Short task:
Copy the following lines word for word, keeping every character unchanged.

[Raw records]
......
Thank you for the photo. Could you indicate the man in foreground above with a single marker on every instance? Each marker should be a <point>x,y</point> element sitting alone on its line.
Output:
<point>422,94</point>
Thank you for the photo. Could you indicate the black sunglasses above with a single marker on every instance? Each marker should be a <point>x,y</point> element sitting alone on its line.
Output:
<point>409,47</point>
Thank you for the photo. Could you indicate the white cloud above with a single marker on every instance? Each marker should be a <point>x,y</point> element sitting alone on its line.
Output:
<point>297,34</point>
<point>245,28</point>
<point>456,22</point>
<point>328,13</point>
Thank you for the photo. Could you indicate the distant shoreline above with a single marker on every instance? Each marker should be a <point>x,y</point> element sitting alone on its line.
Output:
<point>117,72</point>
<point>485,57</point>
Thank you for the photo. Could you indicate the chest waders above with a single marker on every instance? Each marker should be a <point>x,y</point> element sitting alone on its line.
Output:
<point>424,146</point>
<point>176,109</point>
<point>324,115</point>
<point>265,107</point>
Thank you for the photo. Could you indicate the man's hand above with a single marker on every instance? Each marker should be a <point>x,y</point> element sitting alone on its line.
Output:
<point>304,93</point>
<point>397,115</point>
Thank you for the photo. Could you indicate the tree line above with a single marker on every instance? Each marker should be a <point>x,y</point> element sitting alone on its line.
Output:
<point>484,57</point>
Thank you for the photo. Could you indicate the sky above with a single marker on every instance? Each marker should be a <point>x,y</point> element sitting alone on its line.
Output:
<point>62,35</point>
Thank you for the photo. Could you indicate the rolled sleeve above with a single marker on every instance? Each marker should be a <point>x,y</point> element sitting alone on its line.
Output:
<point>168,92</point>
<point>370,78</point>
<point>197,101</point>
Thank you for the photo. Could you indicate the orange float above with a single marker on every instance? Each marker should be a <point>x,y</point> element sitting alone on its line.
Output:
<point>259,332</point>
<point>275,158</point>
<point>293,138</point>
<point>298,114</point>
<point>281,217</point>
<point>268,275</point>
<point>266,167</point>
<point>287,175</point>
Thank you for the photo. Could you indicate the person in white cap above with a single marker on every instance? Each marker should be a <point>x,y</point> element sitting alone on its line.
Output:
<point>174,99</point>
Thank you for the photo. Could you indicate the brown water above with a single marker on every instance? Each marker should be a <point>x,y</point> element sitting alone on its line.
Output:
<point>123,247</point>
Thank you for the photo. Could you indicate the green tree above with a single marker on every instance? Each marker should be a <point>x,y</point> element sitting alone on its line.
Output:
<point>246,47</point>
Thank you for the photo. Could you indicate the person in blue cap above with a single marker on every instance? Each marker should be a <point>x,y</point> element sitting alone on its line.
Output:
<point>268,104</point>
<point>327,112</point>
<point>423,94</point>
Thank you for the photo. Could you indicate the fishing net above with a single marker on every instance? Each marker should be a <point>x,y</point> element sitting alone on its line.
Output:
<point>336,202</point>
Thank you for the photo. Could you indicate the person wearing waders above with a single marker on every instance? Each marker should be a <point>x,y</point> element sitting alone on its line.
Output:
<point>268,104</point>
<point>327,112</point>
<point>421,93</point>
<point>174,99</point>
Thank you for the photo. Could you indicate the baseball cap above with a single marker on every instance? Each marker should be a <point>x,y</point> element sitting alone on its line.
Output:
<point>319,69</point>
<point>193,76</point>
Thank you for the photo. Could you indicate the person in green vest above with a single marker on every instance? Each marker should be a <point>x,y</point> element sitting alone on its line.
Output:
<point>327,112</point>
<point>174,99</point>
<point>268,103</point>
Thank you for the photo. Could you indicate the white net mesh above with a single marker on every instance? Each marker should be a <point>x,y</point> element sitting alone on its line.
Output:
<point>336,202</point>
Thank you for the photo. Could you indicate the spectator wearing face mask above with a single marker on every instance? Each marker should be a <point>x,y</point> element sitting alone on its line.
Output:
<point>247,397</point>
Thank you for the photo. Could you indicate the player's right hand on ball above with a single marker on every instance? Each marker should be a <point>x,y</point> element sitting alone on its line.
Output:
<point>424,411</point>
......
In response:
Thank you for the photo. Could you indicate the man in foreground above with a single marker on every instance? Each marker should be a <point>x,y</point> element sitting alone on its line.
Output:
<point>422,94</point>
Thank you for the photo. Could you indicate the black sunglasses above with a single marker on every instance? Each marker should be a <point>x,y</point> element sitting alone on its line.
Output:
<point>409,47</point>
Thank you for the photo. Could you indicate the white cloud above with a single marker on every instance? Each marker should be a <point>x,y</point> element sitting alone on its line.
Output:
<point>297,34</point>
<point>245,28</point>
<point>456,22</point>
<point>328,13</point>
Thank you for the photo. Could you indicate the distant shoreline above with a single marker on every instance? Each marker should be a <point>x,y</point> element sitting alone on its line.
Output:
<point>117,72</point>
<point>485,57</point>
Thank you for the photo. Could you indicate the chest waders above with a single marker on every instance? Each marker should be a <point>x,y</point> element sitting alone on its line.
Output:
<point>424,146</point>
<point>176,109</point>
<point>324,115</point>
<point>265,107</point>
Thank you for the photo. Could you indicate the man's hand above with a single marker on every instance? Each marker should be a <point>x,y</point> element sitting alone on its line.
Output:
<point>304,93</point>
<point>397,115</point>
Thank you for the photo. Could you indicate the tree line above with a single marker on every instance? Each marker should be a <point>x,y</point> element sitting alone on its line.
Output:
<point>484,57</point>
Thank you for the photo. Could you indicate the sky above with a single marker on every instance? Each marker should be a <point>x,y</point> element sitting alone on its line.
Output:
<point>62,35</point>
Thank you for the photo. Could you indicate the rolled sleeve above with a single marker on every instance? Each marker should be a <point>x,y</point> element sitting alone on its line.
Output:
<point>168,92</point>
<point>370,78</point>
<point>197,101</point>
Thank you for the photo. Could you indicate the orange float above with a single marker on every instance? Each marker should be a <point>x,y</point> element sitting alone on its line.
Output:
<point>259,332</point>
<point>275,158</point>
<point>293,138</point>
<point>298,114</point>
<point>281,217</point>
<point>268,275</point>
<point>266,167</point>
<point>287,175</point>
Thank you for the photo. Could you indicate the person in white cap above with a single marker on every instance? Each marker should be a <point>x,y</point> element sitting alone on its line.
Output:
<point>174,99</point>
Thank you for the photo. Could you indicate the brown water above with a single marker on every instance? Each marker should be a <point>x,y</point> element sitting alone on its line.
Output:
<point>123,247</point>
Thank you for the photo. Could you indicate the green tree above with a single marker on every instance? Each marker should be a <point>x,y</point> element sitting alone on its line.
Output:
<point>246,47</point>
Thank you for the photo. Could you indicate the person in blue cap above with a single marker on every instance? Each marker should be a <point>x,y</point> element sitting alone on its line.
Output:
<point>268,104</point>
<point>327,112</point>
<point>423,94</point>
Thank you for the photo. Could you indicate the fishing net above with a single marker on every instance? Each marker should be a <point>x,y</point> element sitting alone on its line.
Output:
<point>336,202</point>
Thank you for the photo. Could you indicate the person wearing waders above with a single marker on every instance? Each marker should be a <point>x,y</point> element sitting alone on its line.
Output:
<point>268,104</point>
<point>327,112</point>
<point>421,93</point>
<point>174,99</point>
Thank you for the photo. Could you indicate the baseball cap above with a single marker on every instance? Each marker should be a <point>x,y</point> element sitting alone on its line.
Output:
<point>319,69</point>
<point>193,76</point>
Thank you for the photo. Could you indicate the person in green vest above with a single marker on every instance? Each marker should be a <point>x,y</point> element sitting alone on its line.
Output:
<point>327,112</point>
<point>174,99</point>
<point>268,103</point>
Thank you for the photo. Could you indicate the white net mesh above with a single marker on every instance? Each marker should be a <point>x,y</point> element sitting alone on its line.
Output:
<point>336,202</point>
Thank you for the photo. Could you indicate the spectator wearing face mask above with a single marker on every instance? Each marker should be a <point>x,y</point> element sitting alone on its line.
Output:
<point>247,397</point>
Thank you for the photo. Could you indicate the player's right hand on ball above with a single marker on every instance? Each marker should be a <point>x,y</point> element sitting alone on its line.
Output:
<point>424,411</point>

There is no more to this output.